*What you will do*:
Each line below is to be written out in full, exactly as shown.

*Provided information*:
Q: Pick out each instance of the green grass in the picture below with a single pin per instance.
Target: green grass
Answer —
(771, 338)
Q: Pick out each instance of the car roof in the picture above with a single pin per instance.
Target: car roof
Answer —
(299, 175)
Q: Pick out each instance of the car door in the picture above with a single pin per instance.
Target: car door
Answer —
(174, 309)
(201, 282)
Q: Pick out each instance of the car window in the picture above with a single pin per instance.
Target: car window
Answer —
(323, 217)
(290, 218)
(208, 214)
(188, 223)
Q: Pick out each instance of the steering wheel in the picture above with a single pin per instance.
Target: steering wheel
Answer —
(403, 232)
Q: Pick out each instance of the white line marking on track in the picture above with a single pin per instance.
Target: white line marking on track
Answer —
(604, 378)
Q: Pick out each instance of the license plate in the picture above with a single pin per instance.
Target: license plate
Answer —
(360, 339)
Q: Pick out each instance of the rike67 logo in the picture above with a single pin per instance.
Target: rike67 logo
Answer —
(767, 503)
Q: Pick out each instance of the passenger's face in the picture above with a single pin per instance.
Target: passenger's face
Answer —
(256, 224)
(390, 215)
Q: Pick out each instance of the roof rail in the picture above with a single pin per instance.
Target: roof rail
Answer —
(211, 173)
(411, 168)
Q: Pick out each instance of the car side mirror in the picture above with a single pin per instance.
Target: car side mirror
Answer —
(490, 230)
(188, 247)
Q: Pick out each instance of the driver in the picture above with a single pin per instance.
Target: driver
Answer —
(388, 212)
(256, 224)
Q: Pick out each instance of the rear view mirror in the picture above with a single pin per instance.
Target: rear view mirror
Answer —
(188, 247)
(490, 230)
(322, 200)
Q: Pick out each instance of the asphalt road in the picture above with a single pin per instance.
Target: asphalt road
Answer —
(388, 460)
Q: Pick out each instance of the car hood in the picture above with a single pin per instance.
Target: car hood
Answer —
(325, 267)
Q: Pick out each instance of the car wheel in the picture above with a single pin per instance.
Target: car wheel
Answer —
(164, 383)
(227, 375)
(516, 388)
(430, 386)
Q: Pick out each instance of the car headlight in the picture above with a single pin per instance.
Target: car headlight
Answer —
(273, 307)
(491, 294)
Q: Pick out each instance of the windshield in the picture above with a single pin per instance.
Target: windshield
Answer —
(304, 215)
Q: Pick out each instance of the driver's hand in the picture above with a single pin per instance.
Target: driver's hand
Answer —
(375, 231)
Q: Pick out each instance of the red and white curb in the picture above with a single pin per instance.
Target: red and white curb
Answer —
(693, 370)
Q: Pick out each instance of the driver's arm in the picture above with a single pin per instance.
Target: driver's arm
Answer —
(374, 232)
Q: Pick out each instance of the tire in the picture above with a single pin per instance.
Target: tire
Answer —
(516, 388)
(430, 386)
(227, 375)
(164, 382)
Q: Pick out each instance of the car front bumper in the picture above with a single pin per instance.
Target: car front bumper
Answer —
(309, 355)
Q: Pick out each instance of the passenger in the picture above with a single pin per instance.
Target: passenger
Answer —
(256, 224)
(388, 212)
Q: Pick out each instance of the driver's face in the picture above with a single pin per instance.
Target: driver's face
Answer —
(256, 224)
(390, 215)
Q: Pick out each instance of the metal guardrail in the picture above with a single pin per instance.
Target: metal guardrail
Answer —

*Response below*:
Q: Pick out each instance of the green grass in the picture below with a single pin per instance.
Target: green grass
Answer —
(771, 338)
Q: Pick out each instance of the car roof in the picture above with a single pin per instance.
Target: car roof
Answer —
(299, 175)
Q: Pick out each instance of the car door in the picture above with a single pin per instance.
Target: car door
Answer —
(174, 309)
(201, 282)
Q: Pick out each instance of the car window in the picture above with a single pin per instance.
Target: car window
Answer —
(323, 217)
(290, 218)
(208, 214)
(188, 223)
Q: Pick out each instance of the steering wheel in the picture above with a single pin per instance.
Target: steering wheel
Answer —
(403, 232)
Q: Pick out each instance of the white line marking on track in the picture above with a single pin per instance.
Target: white line marking on track
Answer —
(604, 378)
Q: Pick out each instance of the license plate in the picture above with a single pin per instance.
Target: license plate
Answer —
(360, 339)
Q: Pick out each instance of the rike67 logo in the picture above with a single pin per instance.
Target: rike67 logo
Answer —
(767, 503)
Q: Pick out each instance of the passenger's face in the picture above with a single pin per instance.
Target: passenger's face
Answer —
(256, 224)
(390, 215)
Q: Pick out each instance of the roof rail in the picture above with a single pin per instance.
Target: roof rail
Answer —
(211, 173)
(411, 168)
Q: Pick out each instance of the car side mirror in the picture above with a single pin per instance.
Target: car side mirror
Answer —
(490, 230)
(188, 247)
Q: Pick out each instance of the driver in the picture above with a single pin per instance.
Target: driver
Answer —
(388, 212)
(256, 224)
Q: Pick out each instance of the rear view mirror in the picture above with a single pin per instance.
Target: rear view mirror
Answer —
(188, 247)
(490, 230)
(322, 200)
Q: Pick out each instance of the asphalt road in the picture above with a single pin per instance.
Target: asphalt road
Answer —
(388, 460)
Q: Pick out each instance of the car hood in the picture above with a single pin per instance.
Target: car hood
Answer —
(325, 267)
Q: Pick out each instance of the car wheel in the picture above with a single pin per instance.
Target: car wheel
Answer —
(164, 383)
(227, 375)
(516, 388)
(430, 386)
Q: Pick out each instance of the car headlight in the picture above with a single pin per instance.
Target: car headlight
Answer —
(273, 307)
(491, 294)
Q: Pick out each instance of the windshield in the picture above with a single pin per instance.
Target: windshield
Answer —
(304, 215)
Q: Pick out each instance of the driver's hand in the picture above with a single pin per instance.
Target: driver's hand
Answer —
(375, 231)
Q: Pick out each instance of the red and white curb in the picture above with a single pin per instance.
Target: red and white curb
Answer —
(693, 370)
Q: Pick out each instance of the driver's arm in the picture above with a single pin per instance.
Target: driver's arm
Answer —
(374, 232)
Q: Pick out each instance of the tire in the picture above with a single pin per instance.
Target: tire
Answer —
(516, 388)
(430, 386)
(227, 375)
(164, 382)
Q: Pick out each instance of the car front bumper in the picture above with a single pin per instance.
Target: car front bumper
Answer —
(309, 355)
Q: Pick out each instance of the passenger in the picture above with a single pin per instance.
Target: passenger
Answer —
(256, 224)
(388, 212)
Q: Pick out each instance of the driver's face in the picture above with a single pin per instance.
Target: driver's face
Answer —
(256, 224)
(390, 215)
Q: Pick out each instance of the metal guardrail in the picture above with a single pin per instance.
Target: metal guardrail
Answer —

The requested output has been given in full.